[Excerpts of labeled region data]
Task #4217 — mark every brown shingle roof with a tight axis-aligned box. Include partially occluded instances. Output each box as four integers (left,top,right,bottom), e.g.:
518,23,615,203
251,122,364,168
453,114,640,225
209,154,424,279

> **Short problem**
Rewrite all of the rows above as a numbered list, skipping any blank lines.

> **Answer to the problem**
1. Task #4217 — mark every brown shingle roof with a tight axis-aligned box. Include partially occluded instances. Output each box as four integers (left,top,right,bottom), e.g.:
2. 518,23,615,203
3. 251,122,364,168
4. 453,114,640,225
5. 209,154,424,279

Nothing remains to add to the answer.